◆ **Brief**
The answer must be every entry, retyped without a single difference.

◆ **Exercise inputs**
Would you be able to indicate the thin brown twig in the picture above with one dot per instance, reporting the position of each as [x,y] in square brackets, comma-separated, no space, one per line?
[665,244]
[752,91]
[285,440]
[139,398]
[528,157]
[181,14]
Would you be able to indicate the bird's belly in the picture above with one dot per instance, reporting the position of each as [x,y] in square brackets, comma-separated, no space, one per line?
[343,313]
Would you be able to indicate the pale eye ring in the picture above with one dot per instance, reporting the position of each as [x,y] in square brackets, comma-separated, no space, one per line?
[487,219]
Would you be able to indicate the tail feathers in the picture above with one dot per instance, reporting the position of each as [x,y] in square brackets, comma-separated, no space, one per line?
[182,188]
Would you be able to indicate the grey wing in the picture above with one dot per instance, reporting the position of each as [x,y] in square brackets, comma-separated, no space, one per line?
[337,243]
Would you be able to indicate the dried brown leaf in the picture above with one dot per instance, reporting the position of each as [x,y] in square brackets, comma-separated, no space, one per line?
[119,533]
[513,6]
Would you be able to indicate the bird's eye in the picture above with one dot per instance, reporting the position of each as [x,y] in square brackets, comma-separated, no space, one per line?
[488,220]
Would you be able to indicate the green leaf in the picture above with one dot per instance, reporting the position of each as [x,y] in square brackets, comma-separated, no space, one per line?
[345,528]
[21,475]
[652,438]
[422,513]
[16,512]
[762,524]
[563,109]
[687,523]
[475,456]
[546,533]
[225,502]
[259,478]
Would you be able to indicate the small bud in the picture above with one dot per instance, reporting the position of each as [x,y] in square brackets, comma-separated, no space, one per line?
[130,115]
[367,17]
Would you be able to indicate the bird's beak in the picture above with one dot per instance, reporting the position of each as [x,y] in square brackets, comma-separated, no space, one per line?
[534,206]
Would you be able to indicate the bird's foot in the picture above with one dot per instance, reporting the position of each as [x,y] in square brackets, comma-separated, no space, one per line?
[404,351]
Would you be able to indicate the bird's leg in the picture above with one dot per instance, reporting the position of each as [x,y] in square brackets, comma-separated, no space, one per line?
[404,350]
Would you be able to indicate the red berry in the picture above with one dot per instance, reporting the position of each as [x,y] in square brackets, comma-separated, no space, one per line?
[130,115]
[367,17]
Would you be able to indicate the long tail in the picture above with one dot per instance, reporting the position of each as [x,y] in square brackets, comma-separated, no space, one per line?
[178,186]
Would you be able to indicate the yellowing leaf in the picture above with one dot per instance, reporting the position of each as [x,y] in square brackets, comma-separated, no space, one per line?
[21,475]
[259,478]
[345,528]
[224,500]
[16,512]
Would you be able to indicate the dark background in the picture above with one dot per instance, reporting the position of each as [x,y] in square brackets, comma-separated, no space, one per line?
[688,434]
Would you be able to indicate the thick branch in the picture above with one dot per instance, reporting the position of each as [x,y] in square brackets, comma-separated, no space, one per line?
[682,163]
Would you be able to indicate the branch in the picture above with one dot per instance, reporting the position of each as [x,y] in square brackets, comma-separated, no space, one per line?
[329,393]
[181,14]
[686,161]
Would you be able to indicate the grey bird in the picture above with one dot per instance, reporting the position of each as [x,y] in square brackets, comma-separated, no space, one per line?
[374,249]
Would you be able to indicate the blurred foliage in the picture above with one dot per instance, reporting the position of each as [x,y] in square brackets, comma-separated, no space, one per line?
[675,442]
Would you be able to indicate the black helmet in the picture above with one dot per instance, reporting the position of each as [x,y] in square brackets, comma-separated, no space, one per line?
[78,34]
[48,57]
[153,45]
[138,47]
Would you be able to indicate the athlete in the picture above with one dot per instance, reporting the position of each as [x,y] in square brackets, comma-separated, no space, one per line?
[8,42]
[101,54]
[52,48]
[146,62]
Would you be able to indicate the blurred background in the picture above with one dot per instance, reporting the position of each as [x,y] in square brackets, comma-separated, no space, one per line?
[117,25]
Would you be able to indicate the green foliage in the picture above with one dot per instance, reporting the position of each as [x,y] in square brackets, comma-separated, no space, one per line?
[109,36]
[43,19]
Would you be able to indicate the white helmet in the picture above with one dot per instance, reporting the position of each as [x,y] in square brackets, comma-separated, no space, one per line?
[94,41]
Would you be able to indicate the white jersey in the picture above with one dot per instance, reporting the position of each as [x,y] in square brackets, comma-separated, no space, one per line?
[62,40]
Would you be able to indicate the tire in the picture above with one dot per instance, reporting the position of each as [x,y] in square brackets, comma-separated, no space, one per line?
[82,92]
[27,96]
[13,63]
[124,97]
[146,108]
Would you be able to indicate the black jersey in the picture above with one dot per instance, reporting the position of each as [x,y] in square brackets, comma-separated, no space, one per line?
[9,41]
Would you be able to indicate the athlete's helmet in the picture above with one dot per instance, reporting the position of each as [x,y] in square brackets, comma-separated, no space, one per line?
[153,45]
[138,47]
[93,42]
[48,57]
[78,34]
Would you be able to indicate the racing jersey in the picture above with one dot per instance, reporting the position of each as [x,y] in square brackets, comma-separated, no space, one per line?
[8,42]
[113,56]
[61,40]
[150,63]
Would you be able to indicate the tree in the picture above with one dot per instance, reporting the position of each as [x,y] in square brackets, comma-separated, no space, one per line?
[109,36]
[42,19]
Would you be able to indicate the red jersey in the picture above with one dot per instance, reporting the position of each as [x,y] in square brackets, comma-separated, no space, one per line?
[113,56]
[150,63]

◆ **Worked solution**
Would you be able to indicate the thin brown twig in the picture above with one dot per instance, reporting the position of each as [x,y] in square brackets, comma-separated, no space, one per line?
[665,244]
[752,91]
[285,440]
[139,398]
[528,157]
[181,14]
Would you be able to indicate the bird's belly in the picture above with one dot per instance, reporting the position of each as [x,y] in square brackets, comma-separated, no space, one per line?
[343,313]
Would you be able to indicate the pale eye ring in the picture above with one dot per instance, reporting the position of each as [x,y] in square brackets, comma-separated, no space, one per line?
[487,219]
Would you be able to indicate the tail feathers in the picture above with one dot per instance, reporting the position of each as [x,y] in square brackets, comma-separated, no space, one per line?
[182,188]
Would you be able to indicate the grey wing in the picture above with one dot per instance, reporting the position of each as [x,y] in square brackets, comma-separated, no space, one per line?
[337,243]
Would you be able to indicate the dried brown leaf in the picture above with one dot per instance, reporting the position of each as [x,y] in square brackets, comma-separated, no space, one per line?
[119,533]
[513,6]
Would you be able to indicate the bird's eye in the picture above with one dot per instance, reporting the position of each as [x,y] in square brackets, comma-separated, no space, one per line?
[488,220]
Would you be able to indicate the green leaf in the picture above with one dot per instance, reporting the position of each as [x,y] in square brackets, comma-separated, no space, one per line?
[345,528]
[21,475]
[652,438]
[422,513]
[16,512]
[762,524]
[563,109]
[687,523]
[475,456]
[546,533]
[225,502]
[259,478]
Would you be able to indicate the small bud in the picture above with one dot per instance, reporting the position of each as [x,y] in square brackets, comma-separated, no space, one per line?
[130,115]
[367,17]
Would you be able to indicate the bird's beak in the picture above with one dot per instance, reporting the position of each as [x,y] in square brackets, comma-separated, no space, one per line?
[534,206]
Would you be able to indicate the bird's foot in the picture above with one dot per instance, reporting the position of each as [x,y] in square brackets, comma-separated, no space, one per line?
[404,351]
Would you be able to indicate the bird's leg in the picture above with one dot per instance, reporting the position of each as [x,y] in square brackets, comma-separated, no space, one per line?
[404,350]
Would you be able to indicate the red berry in the picture above with one dot per instance, reporting the position of each as [x,y] in square brackets, comma-separated, no space, one per line?
[130,115]
[367,17]
Would you be able to indicate the long tail in the picture above with one dot per instance, reporting the position of each as [x,y] in square brackets, comma-separated, no space, one per line?
[178,186]
Would you be able to indicate the yellowing leaf in the picture above with one dot per instance, reporting the position of each as [x,y] in square brackets, comma-separated, no space, one per line?
[21,475]
[259,478]
[345,528]
[224,500]
[16,512]
Would you be able to indicate the dark background in the picture above with one dot per instance, reporting the position of each as [x,y] in square brackets, comma-separated, no space, one per line?
[688,434]
Would you be able to indicate the thick branch in the picture above with one dot per instance, reporting the position of each as [x,y] in square brackets, comma-separated, no space, one per line?
[682,163]
Would you be able to indicate the branch in the picture above with one dot per instance, reporting the position of each as [x,y] in square brackets, comma-separated, no space, one per line?
[329,393]
[181,14]
[686,161]
Would you be able to indicate the grey bird in the picture above with one dot per instance, reporting the position of each as [x,y] in square brackets, comma-separated, no space, one per line?
[374,249]
Would you be able to indicate the blurred foliage in the picture above with one dot per instance, reporting the position of each as [x,y] in square brackets, comma-separated, no space, one per line?
[675,442]
Would you be able to indicate the black helmet in the picture above with one dot per instance, reporting the position of each as [x,y] in square brackets, comma-separated, no space, one per line?
[78,34]
[48,57]
[153,45]
[138,47]
Would you be able to indicate the athlete in the picture above with one dot per instance, reporting the position of each as [x,y] in square brackets, comma-separated, no space, one per line?
[8,42]
[101,54]
[52,48]
[146,62]
Would you be able to indicate the blurred background in the picture above with one dot per instance, reporting the position of each as [x,y] in square brackets, comma-separated, no space, one per line?
[117,25]
Would you be able to indicate the green foliage in the picture above with one dot per instance, reporting the position of each as [x,y] in square brackets, comma-separated, no space, one per line?
[109,36]
[43,19]
Would you be able to indicate the white helmet in the picture above with one dot per instance, reporting the position of each as [x,y] in square brackets, comma-separated, no space, one per line?
[94,41]
Would you be able to indicate the white jersey in the picture above with one dot per instance, reporting the position of each as [x,y] in square brackets, comma-separated, no space, one per line?
[62,40]
Would you be able to indicate the tire in the picture above with one dot per instance, reporting the position of each as [x,y] in square brackets, comma-separated, no space, one per line?
[82,92]
[27,96]
[13,63]
[124,97]
[146,108]
Would you be able to indicate the black jersey in the picture above with one dot per instance, reporting the position of each as [x,y] in square brackets, comma-separated, no space, one per line?
[9,41]
Would you be able to indicate the athlete's helmet in the picture above with one dot per instance, reporting the position of each as [x,y] in square brackets, comma-separated, no space, one per line?
[153,45]
[138,47]
[93,42]
[48,57]
[78,34]
Would you be able to indicate the racing jersey in the picture above with one dot per instance, reporting the position of each as [x,y] in square brackets, comma-separated, no space, one per line?
[8,42]
[113,56]
[61,40]
[150,63]
Would you be able to indicate the tree in the picture above with one dot per instance, reporting the position of each as [x,y] in square brackets, comma-separated, no space, one per line?
[109,36]
[42,19]
Would you be able to indicate the red jersey in the picture above with one dot per instance, reporting the position of each as [x,y] in square brackets, comma-separated, no space, one per line?
[113,56]
[150,63]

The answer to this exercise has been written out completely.